Start of Provided records
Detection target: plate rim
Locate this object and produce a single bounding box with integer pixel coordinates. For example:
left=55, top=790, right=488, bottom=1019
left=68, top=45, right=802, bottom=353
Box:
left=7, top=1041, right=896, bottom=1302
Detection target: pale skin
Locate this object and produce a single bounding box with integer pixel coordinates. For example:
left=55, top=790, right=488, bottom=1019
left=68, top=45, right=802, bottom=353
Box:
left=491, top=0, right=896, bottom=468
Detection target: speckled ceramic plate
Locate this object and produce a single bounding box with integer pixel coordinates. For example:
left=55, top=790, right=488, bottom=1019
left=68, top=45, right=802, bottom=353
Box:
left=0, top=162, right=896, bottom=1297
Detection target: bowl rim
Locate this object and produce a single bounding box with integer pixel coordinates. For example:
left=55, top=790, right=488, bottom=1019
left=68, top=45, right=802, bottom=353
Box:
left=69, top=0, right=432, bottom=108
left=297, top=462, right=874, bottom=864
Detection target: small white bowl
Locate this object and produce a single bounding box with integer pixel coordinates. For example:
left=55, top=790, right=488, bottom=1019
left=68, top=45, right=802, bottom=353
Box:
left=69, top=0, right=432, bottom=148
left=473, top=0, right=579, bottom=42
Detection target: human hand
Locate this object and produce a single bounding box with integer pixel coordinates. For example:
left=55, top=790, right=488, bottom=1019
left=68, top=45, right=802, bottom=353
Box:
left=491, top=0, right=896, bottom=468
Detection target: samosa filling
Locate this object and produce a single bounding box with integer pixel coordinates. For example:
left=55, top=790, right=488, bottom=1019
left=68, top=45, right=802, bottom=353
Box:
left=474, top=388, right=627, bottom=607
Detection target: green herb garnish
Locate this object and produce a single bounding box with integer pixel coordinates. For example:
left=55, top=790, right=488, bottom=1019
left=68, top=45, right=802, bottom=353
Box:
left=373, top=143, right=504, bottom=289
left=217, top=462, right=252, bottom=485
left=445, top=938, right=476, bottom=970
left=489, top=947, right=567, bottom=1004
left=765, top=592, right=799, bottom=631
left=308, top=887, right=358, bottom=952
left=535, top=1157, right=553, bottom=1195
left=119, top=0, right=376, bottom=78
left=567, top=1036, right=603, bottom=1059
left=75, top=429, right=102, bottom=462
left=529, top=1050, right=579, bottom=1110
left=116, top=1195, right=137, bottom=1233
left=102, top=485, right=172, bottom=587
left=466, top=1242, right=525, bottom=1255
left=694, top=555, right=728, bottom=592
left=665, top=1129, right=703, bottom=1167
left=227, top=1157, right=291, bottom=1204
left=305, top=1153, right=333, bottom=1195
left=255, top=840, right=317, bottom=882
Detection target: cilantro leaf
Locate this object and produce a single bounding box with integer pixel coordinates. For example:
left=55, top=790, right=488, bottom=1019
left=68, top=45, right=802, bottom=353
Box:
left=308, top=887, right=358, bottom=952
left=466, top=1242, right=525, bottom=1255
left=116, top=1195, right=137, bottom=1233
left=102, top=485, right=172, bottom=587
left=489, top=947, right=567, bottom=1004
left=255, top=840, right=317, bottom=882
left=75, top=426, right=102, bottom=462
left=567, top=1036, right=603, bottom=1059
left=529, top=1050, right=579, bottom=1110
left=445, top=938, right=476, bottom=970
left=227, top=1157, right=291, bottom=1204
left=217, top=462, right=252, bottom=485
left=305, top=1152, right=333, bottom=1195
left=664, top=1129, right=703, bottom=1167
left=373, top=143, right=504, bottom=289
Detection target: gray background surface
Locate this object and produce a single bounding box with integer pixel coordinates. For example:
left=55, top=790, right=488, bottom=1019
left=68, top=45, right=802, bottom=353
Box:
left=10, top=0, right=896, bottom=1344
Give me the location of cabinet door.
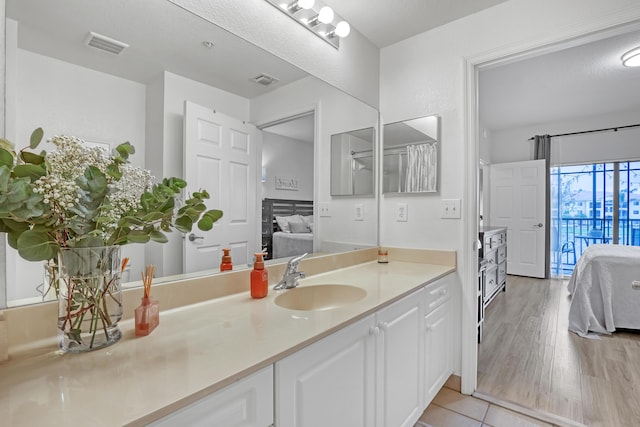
End of Provided records
**Task details:** Can you add 68 to every coordinate in the answer boxes and write out again every line from the start of the records through the line holding "left=7, top=1041, right=896, bottom=1302", inclusive, requests included? Leave the sample coordinates inside the requests as they are.

**Exercise answer:**
Detection target: plate rim
Locate this object and produce a single bounding box with integer pixel coordinates. For example:
left=55, top=790, right=488, bottom=1019
left=68, top=45, right=802, bottom=353
Box:
left=75, top=1109, right=964, bottom=1370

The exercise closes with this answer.